Ihre Aufgaben:
a) Nennen Sie alle Jahreszahlen, die im Text über den Gasthof Einsiedel vorkommen.
b) An welchem Datum kam laut dem Text über den Gasthof Einsiedel das Ende für das Gebäude?
c) Schreiben Sie den Text über den Gasthof Einsiedel im Anschluss an seinen letzten Satz weiter.

Textauszug:
Aber vorher wird vor dem „Gasthof Einsiedel“ ein Fotostop eingelegt.
Blick vom Schulturm Richtung Gasthof und Ostheim um 1935.
In den Kriegsjahren empfingen auch die Kinder des KLV-Lagers Sa. 165 in der Einsiedler Schule zum Teil hier ihre Verpflegung.
Das Ende für den Gasthof Einsiedel kam am 5. März 1945 – er teilte sein Schicksal mit so vielen Häusern hier in Einsiedel. Das Gebäude wurde dermaßen zerstört, dass ein Wiederaufbau nicht mehr möglich war.
Auf dem Foto sehen wir die Ruine in der linken Bildhälfte, die später restlos abgetragen wurde.
Was das Bombeninferno überlebt hatte, war der ehemalige Pferdestall, jetzt eine Garage. Auf dem Foto sehen wir diesen in der rechten Bildhälfte mit der „Freiwilligen Sanitätskolonne Einsiedel“ davor (1928 oder 1930).
Nach Kriegsende erfolgte als eine der ersten Baumaßnahmen der Gemeinde der Umbau des Pferdestalls (… der Garage) zu einem Depot für die Einsiedler Feuerwehr, nachdem deren Gebäude Am Plan ebenfalls abgebrannt war. Über 50 Jahre wird dieses Haus nun als Einsiedler Feuerwache dienen.

Vorliegendes Material:
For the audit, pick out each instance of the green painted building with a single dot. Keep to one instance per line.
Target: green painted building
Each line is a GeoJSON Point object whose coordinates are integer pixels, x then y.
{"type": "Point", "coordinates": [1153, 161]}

Ergebnisse je Aufgabe:
a) 1935, 1945, 1928, 1930

b) Am 5. März 1945.

c)
Das Gebäude wurde bei diesen Umbauarbeiten stark vergrößert. Im Erdgeschoss befand sich eine gewaltige Garage, die über die Hälfte der Grundfläche einnahm. Dahinter Richtung Zwönitz waren Wirtschaftsräume.
Im Obergeschoss befanden sich zwei Wohnungen, die Feuerwehrmitgliedern vorbehalten waren. Die linke Aufnahme ist von Mitte der 1950er-Jahre, das rechte Bild ist wie unschwer zu erkennen aus dem Jahre 1959. Man feiert ein Jubiläum: „80 Jahre Feuerwehr Einsiedel“. (Fotos: Doris Großmann)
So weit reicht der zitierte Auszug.